Stored records
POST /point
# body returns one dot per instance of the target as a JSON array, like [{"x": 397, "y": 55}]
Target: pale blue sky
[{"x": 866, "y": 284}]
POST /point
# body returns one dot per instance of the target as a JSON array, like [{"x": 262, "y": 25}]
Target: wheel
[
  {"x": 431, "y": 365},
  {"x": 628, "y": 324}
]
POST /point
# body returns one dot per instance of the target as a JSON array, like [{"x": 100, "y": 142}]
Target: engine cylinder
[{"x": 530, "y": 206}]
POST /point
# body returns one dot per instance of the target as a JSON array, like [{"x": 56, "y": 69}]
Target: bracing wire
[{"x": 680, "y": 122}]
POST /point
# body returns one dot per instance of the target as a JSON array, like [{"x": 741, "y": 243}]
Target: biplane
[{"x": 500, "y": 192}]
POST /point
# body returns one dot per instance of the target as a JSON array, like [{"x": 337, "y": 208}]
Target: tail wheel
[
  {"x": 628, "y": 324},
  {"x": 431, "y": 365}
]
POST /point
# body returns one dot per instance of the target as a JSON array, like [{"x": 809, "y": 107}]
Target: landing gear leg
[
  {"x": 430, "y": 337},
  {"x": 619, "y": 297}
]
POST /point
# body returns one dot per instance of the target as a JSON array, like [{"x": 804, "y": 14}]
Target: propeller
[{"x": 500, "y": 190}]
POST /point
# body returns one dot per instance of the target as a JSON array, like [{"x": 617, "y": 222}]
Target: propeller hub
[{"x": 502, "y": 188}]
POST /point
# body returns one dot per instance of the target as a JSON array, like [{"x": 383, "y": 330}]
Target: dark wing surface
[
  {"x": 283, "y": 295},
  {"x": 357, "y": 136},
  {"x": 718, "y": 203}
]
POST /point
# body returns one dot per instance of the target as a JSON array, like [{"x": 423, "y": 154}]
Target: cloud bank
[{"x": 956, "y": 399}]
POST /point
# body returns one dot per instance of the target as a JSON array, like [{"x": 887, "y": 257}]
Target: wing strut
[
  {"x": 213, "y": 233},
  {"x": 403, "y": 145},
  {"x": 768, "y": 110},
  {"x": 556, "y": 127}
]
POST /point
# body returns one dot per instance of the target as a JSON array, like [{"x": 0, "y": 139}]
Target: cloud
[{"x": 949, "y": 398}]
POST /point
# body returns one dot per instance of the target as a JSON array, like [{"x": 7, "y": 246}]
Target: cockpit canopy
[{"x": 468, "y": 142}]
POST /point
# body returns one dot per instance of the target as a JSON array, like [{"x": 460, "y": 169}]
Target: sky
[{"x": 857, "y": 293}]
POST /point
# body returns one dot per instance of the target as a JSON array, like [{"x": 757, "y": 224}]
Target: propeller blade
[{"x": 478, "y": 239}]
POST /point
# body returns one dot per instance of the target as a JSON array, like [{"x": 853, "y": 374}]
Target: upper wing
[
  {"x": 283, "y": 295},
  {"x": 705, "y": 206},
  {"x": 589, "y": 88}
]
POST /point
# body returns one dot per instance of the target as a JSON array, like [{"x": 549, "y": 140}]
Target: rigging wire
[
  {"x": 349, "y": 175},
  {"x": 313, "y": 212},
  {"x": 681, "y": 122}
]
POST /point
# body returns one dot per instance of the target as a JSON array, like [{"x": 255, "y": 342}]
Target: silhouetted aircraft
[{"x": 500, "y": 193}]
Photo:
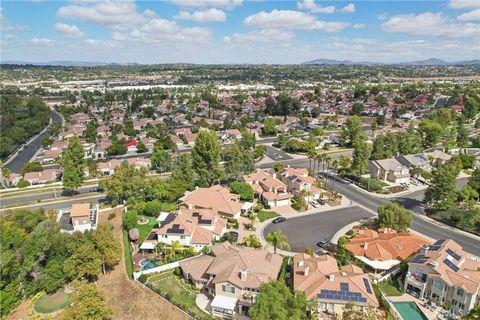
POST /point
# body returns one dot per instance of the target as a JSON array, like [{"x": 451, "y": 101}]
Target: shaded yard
[{"x": 176, "y": 290}]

Given task
Output all of the records exactly as they appear above, but not the pictures.

Correct answer
POST /point
# body returns one dot per instance of the target as a JSON array, like [{"x": 397, "y": 55}]
Target: pale blue sky
[{"x": 866, "y": 284}]
POST /point
# body returns one dot per instance of the target as a JSON array, like [{"x": 262, "y": 25}]
Target: wheel
[
  {"x": 431, "y": 365},
  {"x": 628, "y": 324}
]
POST /point
# body returns one dot per instance of the target as a JSON array, like [{"x": 100, "y": 142}]
Target: engine cylinder
[{"x": 530, "y": 206}]
POST /point
# body returns one dot per instance of the target as a JSON array, like [{"x": 56, "y": 69}]
Target: bracing wire
[{"x": 680, "y": 122}]
POST /point
# body returns one dot per instance of the target as a JSON array, like [{"x": 741, "y": 243}]
Target: biplane
[{"x": 500, "y": 192}]
POST /point
# body returns one dot per instance of the target as a JSON array, like [{"x": 337, "y": 208}]
Target: tail wheel
[
  {"x": 628, "y": 324},
  {"x": 431, "y": 365}
]
POST /point
# body returns one dot per instance of the target as a JSON array, like [{"x": 809, "y": 107}]
Target: landing gear leg
[
  {"x": 430, "y": 337},
  {"x": 619, "y": 297}
]
POST /point
# body returns one dot per instance of the target as a JSON array, like [{"x": 804, "y": 14}]
Target: propeller
[{"x": 500, "y": 190}]
POST /point
# body returns one dot per instance of the target as a JSON array, like [{"x": 617, "y": 222}]
Target: propeller hub
[{"x": 502, "y": 188}]
POST /point
# body returns one dot per instance of the target as a JSON array, like [{"x": 383, "y": 330}]
Target: dark wing surface
[
  {"x": 283, "y": 295},
  {"x": 357, "y": 136},
  {"x": 718, "y": 203}
]
POST /point
# body returns one dot per instance of the target as a JSON array, like [{"x": 423, "y": 154}]
Target: cloud bank
[{"x": 956, "y": 399}]
POST /point
# body returns one dot per instance of the target as a JSON array, like [{"x": 887, "y": 257}]
Target: wing strut
[
  {"x": 213, "y": 233},
  {"x": 403, "y": 145},
  {"x": 768, "y": 110},
  {"x": 556, "y": 127}
]
POST /point
# body returns one dot per instance of the target as a JSON array, like [{"x": 0, "y": 139}]
Target: cloud
[{"x": 949, "y": 398}]
POST /point
# body returns one dot per instance of the target as a JSON array, like [{"x": 7, "y": 246}]
Target: cockpit canopy
[{"x": 468, "y": 142}]
POST /point
# body returns one dot per instance of the target as a JSON array, like [{"x": 460, "y": 169}]
Target: sky
[{"x": 857, "y": 293}]
POST /point
# body returns one dot per instance of the target as a JSON array, like [{"x": 757, "y": 224}]
Target: propeller blade
[{"x": 478, "y": 239}]
POST /point
# body returns one dot per instance of the target as a JSON array, like [{"x": 853, "y": 374}]
Target: upper wing
[
  {"x": 283, "y": 295},
  {"x": 705, "y": 206},
  {"x": 589, "y": 88}
]
POST /point
# body returns one dot per instance of the target as a JSON array, like [{"x": 549, "y": 140}]
Target: rigging wire
[
  {"x": 349, "y": 175},
  {"x": 313, "y": 212},
  {"x": 681, "y": 122}
]
POST /point
# body returns one dot per instance of the target as a JSON array, like [{"x": 255, "y": 342}]
Target: silhouetted aircraft
[{"x": 500, "y": 193}]
Photo:
POST /point
# body returns one dot per instance of the target as a JSON array, like [{"x": 451, "y": 101}]
Target: shaded yard
[{"x": 176, "y": 290}]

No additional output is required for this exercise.